En réaction aux élections présidentielles qui n’offrent qu’un horizon répressif, c’est un mouvement de contestation qui est en train de naître, riche en potientialités et dont nous ne saurions deviner tous les aspects pour l’instant. Le 13 avril la vieille Sorbonne a été spontanément et sauvagement occupée par une génération qui s’est tout de suite retrouvée dans et par la révolte. Bien que le bâtiment ait été récupéré par la police, ce n’est pas la fin, mais la mise en branle d’un mouvement, d’une réelle dynamique.

* * *

#### Énoncé de l'exercice
D'après le texte de la page, à quelle date la vieille Sorbonne a-t-elle été occupée ? Le matériau qui suit est distinct du texte de la page.

#### Données fournies
* * *

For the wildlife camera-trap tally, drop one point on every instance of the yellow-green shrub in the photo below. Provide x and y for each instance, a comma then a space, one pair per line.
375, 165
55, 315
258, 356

* * *

#### Tâche accomplie
Le 13 avril.